— Start RECORDS FOR PROCESSING —
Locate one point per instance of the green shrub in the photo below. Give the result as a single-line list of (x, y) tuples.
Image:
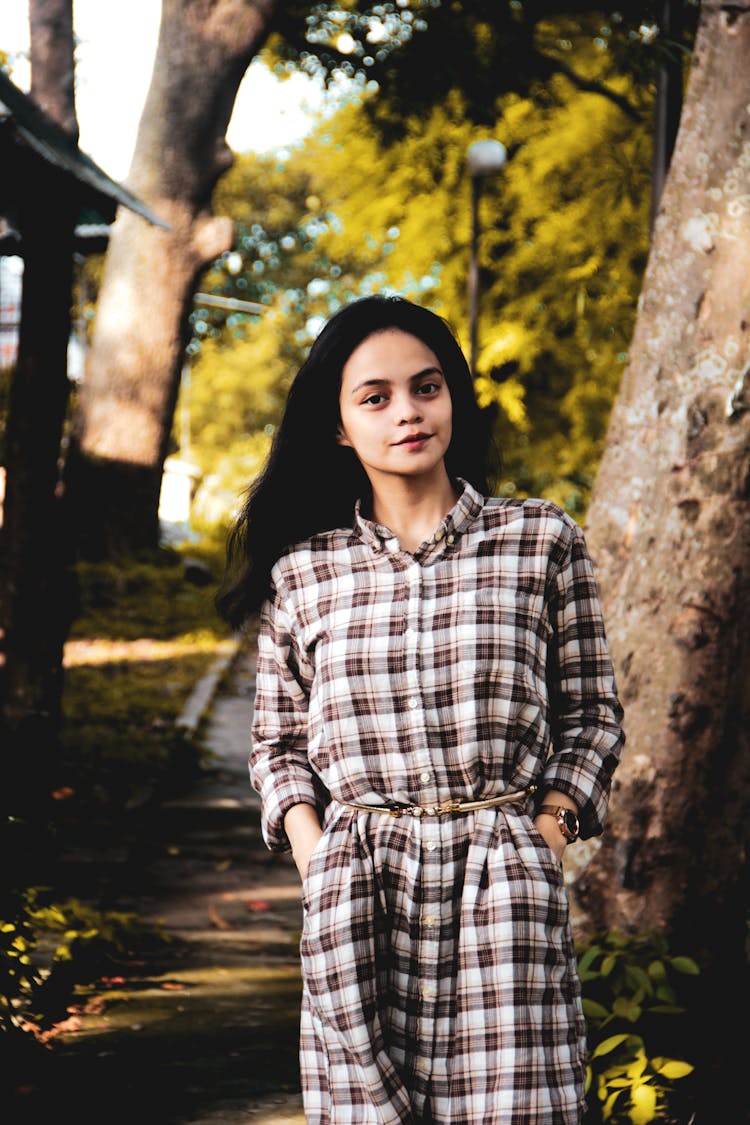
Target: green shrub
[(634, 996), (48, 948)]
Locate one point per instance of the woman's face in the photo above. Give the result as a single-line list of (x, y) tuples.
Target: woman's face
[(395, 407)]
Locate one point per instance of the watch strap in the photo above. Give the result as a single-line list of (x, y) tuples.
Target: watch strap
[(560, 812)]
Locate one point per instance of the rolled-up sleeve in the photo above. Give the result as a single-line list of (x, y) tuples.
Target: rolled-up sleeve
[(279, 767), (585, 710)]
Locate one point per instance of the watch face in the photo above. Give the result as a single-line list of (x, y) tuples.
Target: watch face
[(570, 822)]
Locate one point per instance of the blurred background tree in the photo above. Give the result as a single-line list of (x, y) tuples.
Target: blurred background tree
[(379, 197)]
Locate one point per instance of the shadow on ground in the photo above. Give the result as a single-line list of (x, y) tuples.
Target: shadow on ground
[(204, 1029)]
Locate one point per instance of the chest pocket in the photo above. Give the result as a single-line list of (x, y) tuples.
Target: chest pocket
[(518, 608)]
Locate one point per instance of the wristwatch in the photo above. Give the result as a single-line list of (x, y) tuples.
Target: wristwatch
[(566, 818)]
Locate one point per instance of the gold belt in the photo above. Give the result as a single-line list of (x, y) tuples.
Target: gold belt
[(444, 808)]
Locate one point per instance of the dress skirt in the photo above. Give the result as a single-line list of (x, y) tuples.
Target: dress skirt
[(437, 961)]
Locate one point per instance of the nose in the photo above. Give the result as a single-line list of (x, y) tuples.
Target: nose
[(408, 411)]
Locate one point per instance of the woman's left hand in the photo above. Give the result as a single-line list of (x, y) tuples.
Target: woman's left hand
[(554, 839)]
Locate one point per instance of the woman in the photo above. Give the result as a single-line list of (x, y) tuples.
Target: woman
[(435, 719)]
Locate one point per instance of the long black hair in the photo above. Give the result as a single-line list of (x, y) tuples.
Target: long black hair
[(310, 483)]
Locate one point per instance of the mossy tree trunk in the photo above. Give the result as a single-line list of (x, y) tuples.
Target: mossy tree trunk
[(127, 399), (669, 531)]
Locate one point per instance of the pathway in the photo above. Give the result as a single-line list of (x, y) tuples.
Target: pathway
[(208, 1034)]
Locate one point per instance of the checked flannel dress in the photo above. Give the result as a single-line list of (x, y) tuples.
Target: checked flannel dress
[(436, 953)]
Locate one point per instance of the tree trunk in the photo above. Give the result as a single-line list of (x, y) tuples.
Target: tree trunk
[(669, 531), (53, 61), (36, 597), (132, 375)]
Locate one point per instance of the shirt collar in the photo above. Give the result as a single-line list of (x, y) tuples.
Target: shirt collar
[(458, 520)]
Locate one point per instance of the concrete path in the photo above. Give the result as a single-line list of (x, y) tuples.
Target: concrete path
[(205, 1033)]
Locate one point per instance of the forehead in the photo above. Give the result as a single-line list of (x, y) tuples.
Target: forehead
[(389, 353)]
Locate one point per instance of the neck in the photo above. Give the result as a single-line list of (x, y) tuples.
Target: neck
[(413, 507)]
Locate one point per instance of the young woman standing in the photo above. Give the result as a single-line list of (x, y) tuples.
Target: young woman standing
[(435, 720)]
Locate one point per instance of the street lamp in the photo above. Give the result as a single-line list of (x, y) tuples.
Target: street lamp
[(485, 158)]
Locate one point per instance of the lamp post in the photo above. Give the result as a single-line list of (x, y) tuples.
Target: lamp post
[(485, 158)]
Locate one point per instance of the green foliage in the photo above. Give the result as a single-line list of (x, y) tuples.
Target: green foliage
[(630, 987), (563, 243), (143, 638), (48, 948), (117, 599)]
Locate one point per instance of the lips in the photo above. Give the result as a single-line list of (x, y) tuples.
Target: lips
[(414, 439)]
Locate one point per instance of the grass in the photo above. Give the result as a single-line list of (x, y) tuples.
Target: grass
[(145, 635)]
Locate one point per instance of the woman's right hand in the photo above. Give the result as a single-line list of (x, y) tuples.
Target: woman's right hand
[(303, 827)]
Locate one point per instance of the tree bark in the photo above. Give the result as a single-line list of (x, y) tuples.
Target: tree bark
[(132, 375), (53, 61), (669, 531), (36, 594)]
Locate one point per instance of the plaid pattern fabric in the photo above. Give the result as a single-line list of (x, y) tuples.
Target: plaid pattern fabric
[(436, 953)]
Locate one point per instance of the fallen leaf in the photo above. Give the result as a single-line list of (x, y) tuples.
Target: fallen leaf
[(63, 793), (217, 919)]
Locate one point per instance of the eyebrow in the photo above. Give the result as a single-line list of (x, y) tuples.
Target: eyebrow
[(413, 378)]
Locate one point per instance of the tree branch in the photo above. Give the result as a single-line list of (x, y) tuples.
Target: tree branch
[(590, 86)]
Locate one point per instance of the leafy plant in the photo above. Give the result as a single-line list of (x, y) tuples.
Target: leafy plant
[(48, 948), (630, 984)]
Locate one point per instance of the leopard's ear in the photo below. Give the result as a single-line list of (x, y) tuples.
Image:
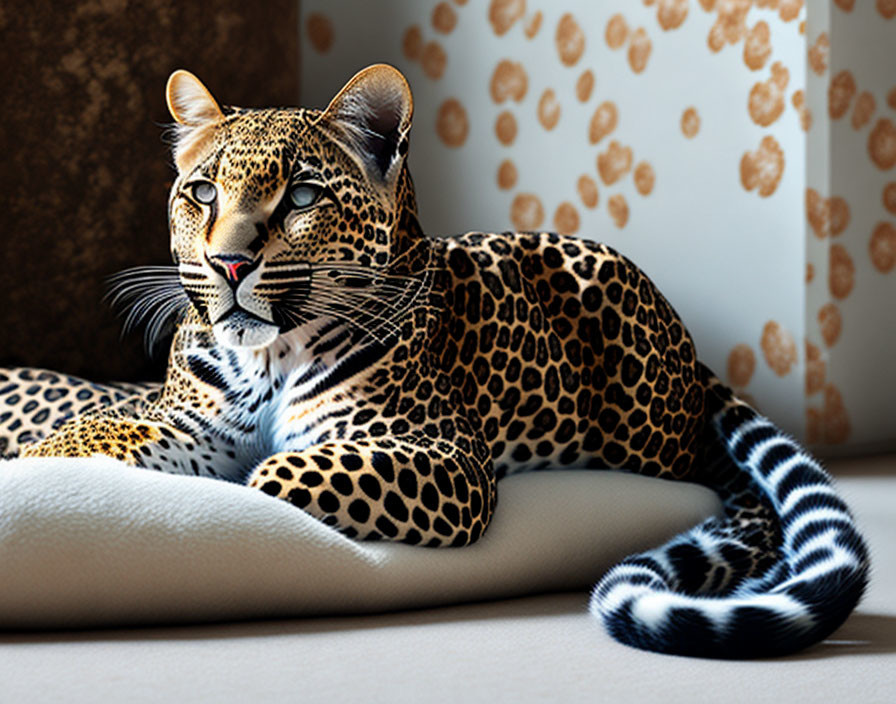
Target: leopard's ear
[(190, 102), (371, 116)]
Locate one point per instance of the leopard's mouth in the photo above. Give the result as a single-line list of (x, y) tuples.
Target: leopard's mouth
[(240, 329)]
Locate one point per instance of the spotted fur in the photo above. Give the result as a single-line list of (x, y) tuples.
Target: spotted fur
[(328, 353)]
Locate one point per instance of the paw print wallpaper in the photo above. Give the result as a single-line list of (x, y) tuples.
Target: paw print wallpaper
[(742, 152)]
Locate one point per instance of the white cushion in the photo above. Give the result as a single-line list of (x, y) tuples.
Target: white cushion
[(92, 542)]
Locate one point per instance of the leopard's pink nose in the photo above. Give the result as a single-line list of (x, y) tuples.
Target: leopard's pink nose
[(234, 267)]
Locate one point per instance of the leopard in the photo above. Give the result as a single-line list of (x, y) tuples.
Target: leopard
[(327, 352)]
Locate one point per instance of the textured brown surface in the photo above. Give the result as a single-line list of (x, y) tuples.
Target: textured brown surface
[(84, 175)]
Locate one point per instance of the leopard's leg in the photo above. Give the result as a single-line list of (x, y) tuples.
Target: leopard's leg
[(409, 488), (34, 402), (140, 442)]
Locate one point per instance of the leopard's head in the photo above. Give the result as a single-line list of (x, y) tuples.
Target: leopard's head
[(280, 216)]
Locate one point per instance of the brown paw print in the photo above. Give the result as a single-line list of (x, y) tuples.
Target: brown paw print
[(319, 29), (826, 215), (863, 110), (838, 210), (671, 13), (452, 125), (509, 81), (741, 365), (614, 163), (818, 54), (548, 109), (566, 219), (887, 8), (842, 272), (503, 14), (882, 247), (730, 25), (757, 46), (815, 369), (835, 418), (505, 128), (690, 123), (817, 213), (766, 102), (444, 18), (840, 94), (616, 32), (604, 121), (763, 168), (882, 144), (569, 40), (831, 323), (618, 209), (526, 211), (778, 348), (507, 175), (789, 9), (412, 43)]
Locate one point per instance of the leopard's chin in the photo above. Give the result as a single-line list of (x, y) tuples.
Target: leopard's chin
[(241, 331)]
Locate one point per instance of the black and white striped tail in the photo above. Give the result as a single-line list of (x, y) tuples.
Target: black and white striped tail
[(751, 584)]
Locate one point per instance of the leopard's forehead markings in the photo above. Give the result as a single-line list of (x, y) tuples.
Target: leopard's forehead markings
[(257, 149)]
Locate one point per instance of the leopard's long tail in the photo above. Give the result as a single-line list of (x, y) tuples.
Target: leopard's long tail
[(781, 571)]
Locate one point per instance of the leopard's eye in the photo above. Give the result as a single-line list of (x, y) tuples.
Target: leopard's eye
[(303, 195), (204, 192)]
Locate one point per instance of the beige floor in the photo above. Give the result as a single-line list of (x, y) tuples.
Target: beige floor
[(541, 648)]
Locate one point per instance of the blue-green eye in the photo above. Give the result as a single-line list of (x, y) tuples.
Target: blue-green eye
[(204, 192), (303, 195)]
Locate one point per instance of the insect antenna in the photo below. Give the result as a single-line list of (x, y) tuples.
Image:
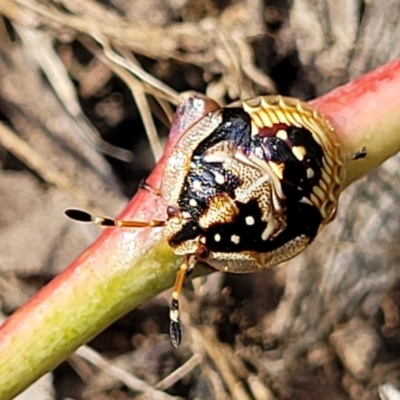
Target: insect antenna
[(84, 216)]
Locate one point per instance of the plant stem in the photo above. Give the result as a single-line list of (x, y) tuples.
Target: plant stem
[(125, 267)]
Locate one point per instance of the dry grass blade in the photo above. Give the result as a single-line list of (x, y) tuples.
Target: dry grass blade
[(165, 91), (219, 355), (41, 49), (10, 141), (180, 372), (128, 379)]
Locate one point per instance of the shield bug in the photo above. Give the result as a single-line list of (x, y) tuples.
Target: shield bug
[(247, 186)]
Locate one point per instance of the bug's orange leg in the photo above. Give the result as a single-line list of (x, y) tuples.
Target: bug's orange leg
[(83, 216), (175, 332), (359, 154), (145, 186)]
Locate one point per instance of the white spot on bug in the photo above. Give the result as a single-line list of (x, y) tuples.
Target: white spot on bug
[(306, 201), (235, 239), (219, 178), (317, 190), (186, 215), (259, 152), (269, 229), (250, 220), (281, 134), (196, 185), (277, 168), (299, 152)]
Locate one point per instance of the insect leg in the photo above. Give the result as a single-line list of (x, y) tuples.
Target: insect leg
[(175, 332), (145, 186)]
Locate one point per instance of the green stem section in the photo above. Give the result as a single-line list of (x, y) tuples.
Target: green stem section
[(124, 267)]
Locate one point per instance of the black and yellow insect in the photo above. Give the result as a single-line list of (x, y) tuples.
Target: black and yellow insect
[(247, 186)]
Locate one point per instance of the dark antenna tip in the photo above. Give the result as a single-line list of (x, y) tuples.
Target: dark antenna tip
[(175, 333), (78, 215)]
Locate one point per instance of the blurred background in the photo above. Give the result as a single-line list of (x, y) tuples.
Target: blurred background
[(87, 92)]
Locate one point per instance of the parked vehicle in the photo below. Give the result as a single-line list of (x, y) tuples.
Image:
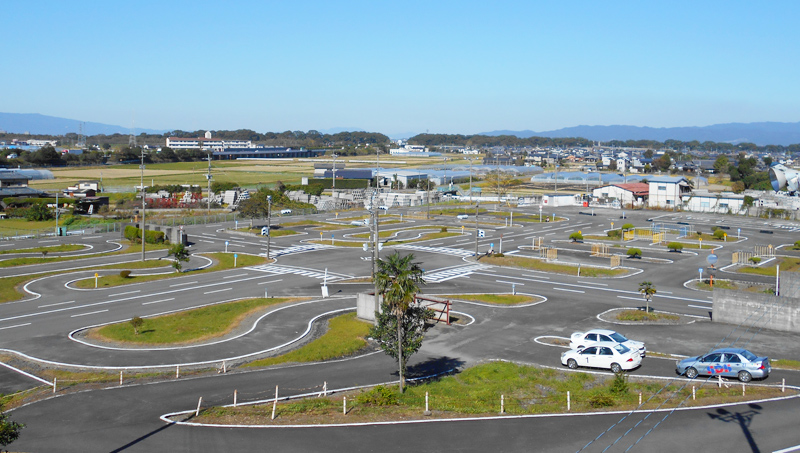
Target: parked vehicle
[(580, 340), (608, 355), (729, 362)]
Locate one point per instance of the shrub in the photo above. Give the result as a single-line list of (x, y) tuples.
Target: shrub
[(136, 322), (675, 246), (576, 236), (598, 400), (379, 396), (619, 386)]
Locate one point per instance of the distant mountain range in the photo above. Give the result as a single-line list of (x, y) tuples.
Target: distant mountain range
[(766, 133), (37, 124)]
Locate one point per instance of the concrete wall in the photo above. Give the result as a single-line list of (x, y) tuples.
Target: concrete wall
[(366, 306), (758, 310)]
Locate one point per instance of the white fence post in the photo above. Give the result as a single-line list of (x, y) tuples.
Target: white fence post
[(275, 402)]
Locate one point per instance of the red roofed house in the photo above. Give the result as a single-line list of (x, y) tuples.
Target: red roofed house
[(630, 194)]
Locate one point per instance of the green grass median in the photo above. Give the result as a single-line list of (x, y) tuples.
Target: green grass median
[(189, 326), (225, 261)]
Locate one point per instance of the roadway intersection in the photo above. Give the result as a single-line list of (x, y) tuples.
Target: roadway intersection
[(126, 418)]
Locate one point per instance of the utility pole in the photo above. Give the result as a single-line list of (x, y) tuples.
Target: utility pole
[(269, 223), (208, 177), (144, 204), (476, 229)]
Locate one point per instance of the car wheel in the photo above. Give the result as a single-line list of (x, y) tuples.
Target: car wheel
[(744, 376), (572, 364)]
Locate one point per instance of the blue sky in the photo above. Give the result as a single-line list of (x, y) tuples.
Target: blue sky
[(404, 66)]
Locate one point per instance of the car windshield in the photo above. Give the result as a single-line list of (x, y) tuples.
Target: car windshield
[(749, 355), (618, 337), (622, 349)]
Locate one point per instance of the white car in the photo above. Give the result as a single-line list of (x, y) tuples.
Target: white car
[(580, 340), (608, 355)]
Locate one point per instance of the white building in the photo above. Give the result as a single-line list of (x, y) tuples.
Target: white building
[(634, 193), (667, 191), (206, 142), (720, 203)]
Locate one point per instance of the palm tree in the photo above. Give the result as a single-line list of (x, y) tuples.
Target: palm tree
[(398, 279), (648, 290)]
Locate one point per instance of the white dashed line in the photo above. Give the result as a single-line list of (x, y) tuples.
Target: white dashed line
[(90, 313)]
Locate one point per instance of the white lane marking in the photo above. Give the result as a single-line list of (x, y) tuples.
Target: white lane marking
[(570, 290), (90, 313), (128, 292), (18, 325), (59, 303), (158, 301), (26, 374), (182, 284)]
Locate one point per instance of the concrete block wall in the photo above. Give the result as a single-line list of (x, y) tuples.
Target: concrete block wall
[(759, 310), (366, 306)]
— End RECORDS FOR PROCESSING —
SHORT PROBLEM: Everything from the line containing "Locate one point per instance of the blue sky" through the last line of the records must be given again exactly; leave out all other lines.

FINAL RESULT:
Locate one point per instance of the blue sky in the photo above. Give the result as a single-line list of (x, y) tuples.
Target: blue sky
[(404, 66)]
Locate one point per instance of the car windshield in the photo above. Give the result as a single-line list of (x, y) tuples.
Target: car windshield
[(749, 355), (618, 337), (622, 349)]
Locate one point per instance of the white car in the photo above. Give the result as a single-line list of (x, y) tuples.
Target: white car
[(580, 340), (608, 355)]
Locate one point per instance of the white building in the photo above. Give the result as a single-line list of (x, y) tuples.
Target: white building
[(634, 193), (667, 191), (206, 142), (720, 203)]
Locate one point per instance of the palm tree in the photo above. Give the result as a single-line list of (x, y) tuples.
Target: palm tree
[(398, 279), (648, 290)]
Locate one point per instance of the white dashed line in the photo above. Give the result as a single-line list of (x, y) tuples.
Target: white dashed line
[(90, 313)]
Locate one point per instance of the white lane marking in the photo above. Give the result as a single-line list of (x, y) tuples.
Target: white lane marking
[(570, 290), (90, 313), (128, 292), (18, 325), (59, 303), (158, 301), (26, 374), (182, 284)]
Locate one point per instance of the concrete block wall in the photo above. Give the result as a single-line list of (x, y) tuples.
Target: concrete block wall
[(759, 310), (366, 306)]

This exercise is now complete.